(Excerpt from a dataset)
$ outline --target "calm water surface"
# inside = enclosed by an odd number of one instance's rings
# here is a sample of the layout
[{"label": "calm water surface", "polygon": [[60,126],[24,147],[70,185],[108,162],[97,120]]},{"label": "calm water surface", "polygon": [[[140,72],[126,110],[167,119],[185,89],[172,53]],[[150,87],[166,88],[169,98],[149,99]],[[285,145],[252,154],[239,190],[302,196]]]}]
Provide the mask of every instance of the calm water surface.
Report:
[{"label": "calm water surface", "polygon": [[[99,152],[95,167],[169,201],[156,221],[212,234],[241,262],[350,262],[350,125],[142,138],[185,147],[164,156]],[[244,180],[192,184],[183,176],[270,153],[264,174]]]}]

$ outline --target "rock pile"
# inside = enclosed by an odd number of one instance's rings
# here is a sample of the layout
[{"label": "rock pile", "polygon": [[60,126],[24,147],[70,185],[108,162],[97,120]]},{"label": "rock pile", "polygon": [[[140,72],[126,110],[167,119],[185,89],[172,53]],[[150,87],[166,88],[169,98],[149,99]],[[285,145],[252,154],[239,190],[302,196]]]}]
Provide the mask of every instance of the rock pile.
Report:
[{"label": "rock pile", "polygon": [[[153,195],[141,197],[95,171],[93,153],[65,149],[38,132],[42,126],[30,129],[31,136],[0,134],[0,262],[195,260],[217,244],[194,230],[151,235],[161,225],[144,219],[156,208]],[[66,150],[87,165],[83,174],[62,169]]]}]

◆ Challenge:
Write out every entry above, word for word.

◆ Reply:
$ outline --target "calm water surface"
# inside = enclosed by an odd number of one instance's rings
# here is a sample of the layout
[{"label": "calm water surface", "polygon": [[60,126],[24,147],[70,185],[108,162],[97,120]]},{"label": "calm water surface", "polygon": [[[140,72],[126,110],[167,119],[185,89],[172,53]],[[150,87],[166,88],[169,98],[149,99]],[[285,145],[252,154],[239,190],[302,196]]]}]
Provide the mask of every instance of the calm water surface.
Report:
[{"label": "calm water surface", "polygon": [[[99,152],[95,167],[169,201],[156,221],[212,234],[241,262],[350,262],[350,125],[142,138],[185,147],[164,156]],[[244,180],[192,184],[183,176],[270,153],[264,174]]]}]

$ outline --target "rock pile"
# inside = enclosed by an odd number of one instance's rings
# here is a sample of the layout
[{"label": "rock pile", "polygon": [[60,126],[24,147],[70,185],[108,162],[97,120]]},{"label": "rock pile", "polygon": [[[140,72],[126,110],[167,119],[185,89],[172,53]],[[150,87],[166,88],[169,98],[149,99]],[[285,145],[252,154],[239,190],[302,196]]]}]
Provide the mask of every instance of the rock pile.
Report:
[{"label": "rock pile", "polygon": [[[153,195],[141,197],[95,171],[93,153],[65,149],[38,132],[42,126],[30,129],[31,136],[0,134],[0,262],[195,260],[217,244],[194,230],[151,235],[161,225],[144,219],[156,208]],[[66,150],[87,165],[83,174],[62,169]]]}]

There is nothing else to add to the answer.